* Фрагмент документа:
· · ·

Этот комплекс делает Николая Михайловича менее лояльным царедворцем. Качество его как функционера Российской империи уменьшается: ведь он становится меньше убежден в ее всегдашней и бесспорной право­те. Но вместе с тем он становится носителем того, что можно назвать «культурой Санкт-Петербурга», с ее тра­гизмом, надрывом, любовью к запредельному. Крупный чиновник Российской империи, приближенное к царю лицо делает шаг к тому, чтобы сделаться петербурж­цем.

А кроме того, он создает типичный «петербургский текст» — литературное произведение, проникнутое эти­ми мотивами. «Для Петербургского текста как раз и ха­рактерна подобная же игра на переходе от пространст­венной крайности к жизни на краю, на пороге смерти, в безвыходных условиях, когда «дальше идти уже неку­да». И сам Петербургский текст может быть понят как слово об этой пограничной ситуации», — свидетельст­вует В.Н. Топоров[119].

Чудеса петербургского климата

В Петербурге любили и любят эту пограничность бытия, пребывание на самом краю мира, смысла, даже физической жизни. Настолько, что самые обычные ве­щи — например, холод зимой и жару летом, или смену времен года, ухитряются превратить в чрезвычайные. Если наши отдаленные потомки начнут изучать климат Санкт-Петербурга по произведениям литературы, они сочтут Великий город каким-то устрашающим гибридом станции «Восток» в Антарктиде и пустыни Сахара.

· · ·

* Задания:
1) С чем, согласно отрывку о культуре Петербурга, сравнят город далекие потомки, если станут изучать его климат по литературным произведениям?
2) Выпишите из отрывка о культуре Петербурга дословно часть, начинающуюся словами «Этот комплекс делает» и заканчивающуюся словами «свидетельст­вует В.Н. Топоров[119].».
3) Напишите продолжение отрывка о культуре Петербурга, начав сразу после его последнего предложения.

* Сохранённые записи:
· · ·

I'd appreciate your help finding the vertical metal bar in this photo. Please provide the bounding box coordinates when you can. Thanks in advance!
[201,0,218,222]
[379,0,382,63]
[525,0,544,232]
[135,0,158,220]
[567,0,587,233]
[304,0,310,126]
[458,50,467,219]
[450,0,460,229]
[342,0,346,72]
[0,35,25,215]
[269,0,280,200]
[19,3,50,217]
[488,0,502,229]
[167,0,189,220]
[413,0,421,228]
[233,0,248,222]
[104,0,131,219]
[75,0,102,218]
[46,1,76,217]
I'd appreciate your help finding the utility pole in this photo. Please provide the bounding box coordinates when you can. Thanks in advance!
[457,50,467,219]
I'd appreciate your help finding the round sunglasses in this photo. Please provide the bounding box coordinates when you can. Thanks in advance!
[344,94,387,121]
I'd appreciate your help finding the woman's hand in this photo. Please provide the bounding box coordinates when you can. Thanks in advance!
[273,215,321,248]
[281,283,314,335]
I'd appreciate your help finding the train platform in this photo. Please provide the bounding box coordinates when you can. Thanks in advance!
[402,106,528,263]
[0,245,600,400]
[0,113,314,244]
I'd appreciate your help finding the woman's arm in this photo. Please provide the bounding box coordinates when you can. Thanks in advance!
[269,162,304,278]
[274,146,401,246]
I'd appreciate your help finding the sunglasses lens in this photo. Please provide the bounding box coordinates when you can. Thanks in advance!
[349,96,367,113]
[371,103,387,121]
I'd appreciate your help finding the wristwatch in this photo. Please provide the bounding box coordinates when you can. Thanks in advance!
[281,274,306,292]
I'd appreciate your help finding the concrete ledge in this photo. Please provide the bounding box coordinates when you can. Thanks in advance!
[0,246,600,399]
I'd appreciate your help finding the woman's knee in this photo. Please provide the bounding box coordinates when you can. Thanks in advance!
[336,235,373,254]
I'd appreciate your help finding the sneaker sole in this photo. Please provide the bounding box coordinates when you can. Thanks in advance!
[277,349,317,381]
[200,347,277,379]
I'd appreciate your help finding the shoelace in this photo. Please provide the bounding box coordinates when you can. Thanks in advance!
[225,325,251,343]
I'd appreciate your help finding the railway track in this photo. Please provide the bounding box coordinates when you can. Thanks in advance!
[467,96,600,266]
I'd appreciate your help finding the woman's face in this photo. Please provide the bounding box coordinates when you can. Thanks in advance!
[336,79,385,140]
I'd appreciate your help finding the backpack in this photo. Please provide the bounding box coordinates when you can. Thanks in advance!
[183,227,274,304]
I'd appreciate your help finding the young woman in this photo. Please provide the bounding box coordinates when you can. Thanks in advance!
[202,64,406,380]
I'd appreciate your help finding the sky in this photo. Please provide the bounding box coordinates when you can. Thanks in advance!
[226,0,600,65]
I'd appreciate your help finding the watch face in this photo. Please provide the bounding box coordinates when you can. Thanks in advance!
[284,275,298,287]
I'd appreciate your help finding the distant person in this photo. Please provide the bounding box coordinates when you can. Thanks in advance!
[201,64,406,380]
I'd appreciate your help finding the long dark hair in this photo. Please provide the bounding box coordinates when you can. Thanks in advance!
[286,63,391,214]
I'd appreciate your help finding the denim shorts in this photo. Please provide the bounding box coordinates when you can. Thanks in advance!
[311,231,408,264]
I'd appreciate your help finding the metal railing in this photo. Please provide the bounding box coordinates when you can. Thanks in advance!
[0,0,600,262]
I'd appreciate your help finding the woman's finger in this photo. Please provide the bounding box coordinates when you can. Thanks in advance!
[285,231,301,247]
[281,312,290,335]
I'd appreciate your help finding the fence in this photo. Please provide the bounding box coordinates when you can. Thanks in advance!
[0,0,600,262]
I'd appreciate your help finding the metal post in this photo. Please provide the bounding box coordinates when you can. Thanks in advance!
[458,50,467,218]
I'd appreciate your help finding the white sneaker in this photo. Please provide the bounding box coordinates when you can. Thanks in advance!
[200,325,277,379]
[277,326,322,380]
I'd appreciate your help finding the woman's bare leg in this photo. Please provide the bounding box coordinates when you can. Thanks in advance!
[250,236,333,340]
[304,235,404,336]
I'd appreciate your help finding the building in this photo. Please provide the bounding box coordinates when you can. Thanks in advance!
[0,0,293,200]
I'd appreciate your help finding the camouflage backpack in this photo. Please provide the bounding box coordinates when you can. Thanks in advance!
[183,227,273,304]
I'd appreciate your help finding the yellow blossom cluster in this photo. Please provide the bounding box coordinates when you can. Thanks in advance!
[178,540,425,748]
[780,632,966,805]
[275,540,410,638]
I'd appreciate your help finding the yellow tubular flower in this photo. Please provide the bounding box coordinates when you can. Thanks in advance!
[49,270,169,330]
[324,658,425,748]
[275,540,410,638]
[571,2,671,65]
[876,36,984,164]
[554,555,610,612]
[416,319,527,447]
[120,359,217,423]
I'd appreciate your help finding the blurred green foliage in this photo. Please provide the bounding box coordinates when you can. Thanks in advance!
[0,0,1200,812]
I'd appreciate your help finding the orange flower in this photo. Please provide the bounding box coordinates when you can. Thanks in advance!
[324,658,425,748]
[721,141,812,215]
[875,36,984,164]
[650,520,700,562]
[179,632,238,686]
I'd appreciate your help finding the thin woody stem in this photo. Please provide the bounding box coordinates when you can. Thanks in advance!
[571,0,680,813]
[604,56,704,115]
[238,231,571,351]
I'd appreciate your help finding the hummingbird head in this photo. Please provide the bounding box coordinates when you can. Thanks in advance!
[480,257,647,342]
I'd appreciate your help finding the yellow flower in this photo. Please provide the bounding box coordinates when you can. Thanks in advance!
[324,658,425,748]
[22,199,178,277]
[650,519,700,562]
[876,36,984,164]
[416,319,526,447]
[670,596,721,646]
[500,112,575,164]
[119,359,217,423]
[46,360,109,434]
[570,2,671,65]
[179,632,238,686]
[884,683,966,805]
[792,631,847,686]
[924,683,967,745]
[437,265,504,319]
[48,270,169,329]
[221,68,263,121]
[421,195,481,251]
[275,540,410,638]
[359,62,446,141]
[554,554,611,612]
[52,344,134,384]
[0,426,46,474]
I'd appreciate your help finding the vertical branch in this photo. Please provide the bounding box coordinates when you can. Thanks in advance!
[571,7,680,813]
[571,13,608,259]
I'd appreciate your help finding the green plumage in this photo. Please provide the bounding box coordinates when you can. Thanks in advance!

· · ·

* Ответы к заданиям:
1) С устрашающим гибридом станции «Восток» в Антарктиде и пустыни Сахара.

2)
Этот комплекс делает Николая Михайловича менее лояльным царедворцем. Качество его как функционера Российской империи уменьшается: ведь он становится меньше убежден в ее всегдашней и бесспорной право­те. Но вместе с тем он становится носителем того, что можно назвать «культурой Санкт-Петербурга», с ее тра­гизмом, надрывом, любовью к запредельному. Крупный чиновник Российской империи, приближенное к царю лицо делает шаг к тому, чтобы сделаться петербурж­цем.

А кроме того, он создает типичный «петербургский текст» — литературное произведение, проникнутое эти­ми мотивами. «Для Петербургского текста как раз и ха­рактерна подобная же игра на переходе от пространст­венной крайности к жизни на краю, на пороге смерти, в безвыходных условиях, когда «дальше идти уже неку­да». И сам Петербургский текст может быть понят как слово об этой пограничной ситуации», — свидетельст­вует В.Н. Топоров[119].

3)
Если объективно — то лето в Петербурге ничуть не жарче и не душнее, чем в Москве. Лето как лето, даже приятнее лета на юге, например. В Ростове-на-Дону и в Краснодаре каждый июль кто-нибудь падает в обморок от жары и даже умирает от сердечных приступов. Про тропики не говорю: рассказ Р. Киплинга с духоподъемным названием «Город страшной ночи» написан про Калькутту, и есть в нем, среди прочего, и слова об умерших от жары людях — индусах, местных уроженцах.

На свете и правда есть места, где люди умирают от жары.

Июльский же Петербург несравненно приятнее и уж, конечно, безопаснее и Калькутты, и Краснодара. Но ужасы летней ночи в Калькутте воспел пришелец Киплинг, сами же индусы ничего подобного не писали. И про юг России отродясь не было написано ничего подобного.

Вот про ужасную жару и духоту Санкт-Петербурга Ф.М. Достоевский, например, пишет с такой слезой, что просто приходится верить: именно в Петербурге жить было очень тяжело, очень плохо. Естественно, ничего похожего вы не найдете в описаниях москвичей, хотя летняя температура воздуха там выше, да к тому же континентальная жара переносится хуже. К тому же в Москве душнее — меньше ветров и ветерков. Конечно, московский писатель говорит о жаре, его герои могут мучиться от жары — хотя бы как Бездомный с Берлиозом на Патриарших прудах, — но нигде в московских описаниях летняя жара не превращается в «ненасытимое страдание»», которое по всякому поводу так обожал описывать Федор Михайлович.

То же самое с зимой. Сибирь намного холоднее, чем Европейская Россия. В Красноярске, Новосибирске и Томске редкий год не бывает 2—3 дней, когда столбик опускается ниже 40 градусов, а уж не меньше 15—30 дней, когда ниже минус 30 градусов. В Якутске даже эта погода покажется теплой, а оконные рамы в домах приходится делать тройными. Причем в Сибири было и есть много пришельцев, сибиряков в первом поколении. Но эти «новые сибиряки» не оставили ничего, даже отдаленно похожего на жуткие описания зимы в Петербурге.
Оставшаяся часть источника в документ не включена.